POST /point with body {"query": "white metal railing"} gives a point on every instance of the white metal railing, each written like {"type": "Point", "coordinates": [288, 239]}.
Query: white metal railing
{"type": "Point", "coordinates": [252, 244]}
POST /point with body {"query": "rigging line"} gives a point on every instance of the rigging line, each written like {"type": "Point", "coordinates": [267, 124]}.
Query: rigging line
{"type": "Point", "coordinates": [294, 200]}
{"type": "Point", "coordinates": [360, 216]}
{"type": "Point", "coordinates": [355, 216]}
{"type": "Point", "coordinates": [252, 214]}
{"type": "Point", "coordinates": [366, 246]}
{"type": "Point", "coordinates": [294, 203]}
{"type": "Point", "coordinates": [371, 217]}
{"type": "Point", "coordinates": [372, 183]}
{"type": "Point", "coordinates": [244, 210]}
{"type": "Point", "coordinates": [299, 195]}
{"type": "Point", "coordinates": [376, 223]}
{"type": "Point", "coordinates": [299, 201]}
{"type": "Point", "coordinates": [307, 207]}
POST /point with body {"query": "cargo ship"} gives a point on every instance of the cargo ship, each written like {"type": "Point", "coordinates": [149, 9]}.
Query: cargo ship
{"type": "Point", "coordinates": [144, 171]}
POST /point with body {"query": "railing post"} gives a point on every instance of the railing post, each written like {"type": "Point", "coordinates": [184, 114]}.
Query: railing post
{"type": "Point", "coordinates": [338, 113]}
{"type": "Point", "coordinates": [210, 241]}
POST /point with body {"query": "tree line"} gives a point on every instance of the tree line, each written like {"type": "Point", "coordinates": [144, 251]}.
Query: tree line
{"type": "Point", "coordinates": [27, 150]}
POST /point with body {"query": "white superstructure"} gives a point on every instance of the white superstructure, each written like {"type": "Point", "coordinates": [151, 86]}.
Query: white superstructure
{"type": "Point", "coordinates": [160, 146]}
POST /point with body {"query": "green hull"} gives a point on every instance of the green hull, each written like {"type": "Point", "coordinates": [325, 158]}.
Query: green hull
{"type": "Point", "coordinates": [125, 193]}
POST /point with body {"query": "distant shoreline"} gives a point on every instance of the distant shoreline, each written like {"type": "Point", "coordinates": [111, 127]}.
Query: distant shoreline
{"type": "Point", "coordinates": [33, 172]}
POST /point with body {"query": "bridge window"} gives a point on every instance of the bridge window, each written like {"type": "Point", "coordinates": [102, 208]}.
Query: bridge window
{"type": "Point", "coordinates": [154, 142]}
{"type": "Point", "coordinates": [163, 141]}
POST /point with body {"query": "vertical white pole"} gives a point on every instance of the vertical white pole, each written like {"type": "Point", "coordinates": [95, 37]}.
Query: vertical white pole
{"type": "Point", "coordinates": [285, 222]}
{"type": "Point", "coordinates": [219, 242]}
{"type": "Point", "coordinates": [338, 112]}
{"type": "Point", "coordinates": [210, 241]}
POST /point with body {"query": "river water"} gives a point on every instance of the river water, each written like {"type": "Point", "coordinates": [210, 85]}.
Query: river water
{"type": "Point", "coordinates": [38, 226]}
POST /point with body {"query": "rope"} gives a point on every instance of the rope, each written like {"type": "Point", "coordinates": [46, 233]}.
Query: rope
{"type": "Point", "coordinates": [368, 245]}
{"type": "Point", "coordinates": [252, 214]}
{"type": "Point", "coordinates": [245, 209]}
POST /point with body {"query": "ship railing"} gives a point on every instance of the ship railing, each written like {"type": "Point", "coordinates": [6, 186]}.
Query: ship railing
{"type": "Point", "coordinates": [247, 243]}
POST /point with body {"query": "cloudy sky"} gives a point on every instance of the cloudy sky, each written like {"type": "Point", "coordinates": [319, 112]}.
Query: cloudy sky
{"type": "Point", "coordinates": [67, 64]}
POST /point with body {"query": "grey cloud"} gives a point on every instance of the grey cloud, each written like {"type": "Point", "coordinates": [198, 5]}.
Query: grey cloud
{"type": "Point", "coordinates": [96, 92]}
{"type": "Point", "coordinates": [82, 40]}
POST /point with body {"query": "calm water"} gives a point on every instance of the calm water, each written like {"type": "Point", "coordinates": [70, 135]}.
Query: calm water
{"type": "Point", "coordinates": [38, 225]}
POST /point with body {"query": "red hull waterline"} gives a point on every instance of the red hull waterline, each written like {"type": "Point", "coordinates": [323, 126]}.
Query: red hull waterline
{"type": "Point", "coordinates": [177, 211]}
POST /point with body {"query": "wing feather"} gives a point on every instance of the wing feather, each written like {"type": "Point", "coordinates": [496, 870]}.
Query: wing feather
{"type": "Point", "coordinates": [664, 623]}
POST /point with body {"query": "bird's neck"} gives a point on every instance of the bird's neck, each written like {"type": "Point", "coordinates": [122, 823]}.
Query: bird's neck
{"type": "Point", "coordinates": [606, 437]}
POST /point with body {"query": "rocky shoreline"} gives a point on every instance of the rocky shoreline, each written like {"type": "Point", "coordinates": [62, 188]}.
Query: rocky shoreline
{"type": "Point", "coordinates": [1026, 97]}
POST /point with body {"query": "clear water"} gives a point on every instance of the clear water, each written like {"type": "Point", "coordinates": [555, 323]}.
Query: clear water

▶ _Your instructions_
Would you reproduce the entire listing, keeping every line as it is?

▶ _Result of the task_
POST /point with body {"query": "white metal railing"} gives a point on every instance of the white metal railing, each written like {"type": "Point", "coordinates": [288, 239]}.
Query: white metal railing
{"type": "Point", "coordinates": [252, 244]}
POST /point with body {"query": "rigging line"} gives a point on every instance of the rigging line, each written like {"type": "Point", "coordinates": [267, 124]}.
Query: rigging line
{"type": "Point", "coordinates": [294, 200]}
{"type": "Point", "coordinates": [360, 216]}
{"type": "Point", "coordinates": [355, 216]}
{"type": "Point", "coordinates": [252, 214]}
{"type": "Point", "coordinates": [366, 246]}
{"type": "Point", "coordinates": [294, 203]}
{"type": "Point", "coordinates": [371, 217]}
{"type": "Point", "coordinates": [372, 183]}
{"type": "Point", "coordinates": [244, 210]}
{"type": "Point", "coordinates": [299, 195]}
{"type": "Point", "coordinates": [376, 223]}
{"type": "Point", "coordinates": [299, 201]}
{"type": "Point", "coordinates": [307, 207]}
POST /point with body {"query": "cargo ship"} gives a point on every instance of the cargo ship, each written like {"type": "Point", "coordinates": [149, 9]}.
Query: cargo ship
{"type": "Point", "coordinates": [144, 171]}
POST /point with body {"query": "railing post"} gives a point on every instance of the railing post, each written like {"type": "Point", "coordinates": [184, 114]}.
Query: railing post
{"type": "Point", "coordinates": [338, 113]}
{"type": "Point", "coordinates": [210, 241]}
POST /point with body {"query": "tree line"} gives a point on every instance of the tree line, each written like {"type": "Point", "coordinates": [144, 251]}.
Query: tree line
{"type": "Point", "coordinates": [27, 150]}
POST /point with body {"query": "white superstructure"} gives a point on every instance of the white superstructure, each written like {"type": "Point", "coordinates": [151, 86]}.
Query: white superstructure
{"type": "Point", "coordinates": [160, 146]}
POST /point with body {"query": "green hull"} gives a point on every instance of the green hull, each written like {"type": "Point", "coordinates": [325, 158]}.
Query: green hull
{"type": "Point", "coordinates": [125, 193]}
POST /point with body {"query": "distant shoreline"} gives a point on every instance of the distant shoreline, each written like {"type": "Point", "coordinates": [111, 127]}.
Query: distant shoreline
{"type": "Point", "coordinates": [33, 172]}
POST /point with body {"query": "bridge window"} gives a point on every instance of the bridge window, each written like {"type": "Point", "coordinates": [102, 208]}.
Query: bridge window
{"type": "Point", "coordinates": [154, 142]}
{"type": "Point", "coordinates": [163, 141]}
POST /point with body {"query": "vertical white pole"} gives a point on every instance of the vertical white pole, each written like {"type": "Point", "coordinates": [95, 37]}.
Query: vertical white pole
{"type": "Point", "coordinates": [285, 222]}
{"type": "Point", "coordinates": [219, 242]}
{"type": "Point", "coordinates": [338, 112]}
{"type": "Point", "coordinates": [210, 241]}
POST /point with body {"query": "river water"} gives a point on every instance of the river water, each written like {"type": "Point", "coordinates": [210, 85]}.
Query: river water
{"type": "Point", "coordinates": [38, 226]}
POST /point with body {"query": "rope"} gives a point on every instance of the rope, each written like {"type": "Point", "coordinates": [46, 233]}.
Query: rope
{"type": "Point", "coordinates": [368, 245]}
{"type": "Point", "coordinates": [252, 214]}
{"type": "Point", "coordinates": [245, 209]}
POST /point with body {"query": "ship railing"} gives a point on every instance of the ship railing, each written like {"type": "Point", "coordinates": [6, 186]}.
Query: ship railing
{"type": "Point", "coordinates": [247, 243]}
POST /point with body {"query": "cloudy sky"} gives a point on every instance of the cloudy sky, each written like {"type": "Point", "coordinates": [319, 112]}.
Query: cloudy sky
{"type": "Point", "coordinates": [67, 64]}
POST /point with body {"query": "grey cloud"} gives a point on every instance of the grey cloud, each written like {"type": "Point", "coordinates": [198, 5]}.
Query: grey cloud
{"type": "Point", "coordinates": [96, 92]}
{"type": "Point", "coordinates": [82, 40]}
POST /point with body {"query": "calm water"} gives a point on every instance of the calm water, each written like {"type": "Point", "coordinates": [70, 135]}.
Query: calm water
{"type": "Point", "coordinates": [38, 225]}
POST /point with body {"query": "red hull waterline"} gives a point on every instance of the red hull waterline, each written like {"type": "Point", "coordinates": [323, 126]}.
Query: red hull waterline
{"type": "Point", "coordinates": [177, 211]}
POST /point with body {"query": "wing feather"} gives a point on every instance of the wing feather, each written like {"type": "Point", "coordinates": [496, 870]}.
Query: wing feather
{"type": "Point", "coordinates": [664, 623]}
POST /point with body {"query": "bird's neck"} gives a point on every instance of the bird's neck, each written like {"type": "Point", "coordinates": [122, 823]}.
Query: bird's neck
{"type": "Point", "coordinates": [606, 437]}
POST /point with body {"query": "rocky shoreline"} gives a point on every instance of the rocky shoreline, each written like {"type": "Point", "coordinates": [62, 188]}.
Query: rocky shoreline
{"type": "Point", "coordinates": [1026, 97]}
POST /point with body {"query": "clear water"} gives a point on every instance of the clear water, each written like {"type": "Point", "coordinates": [555, 323]}.
Query: clear water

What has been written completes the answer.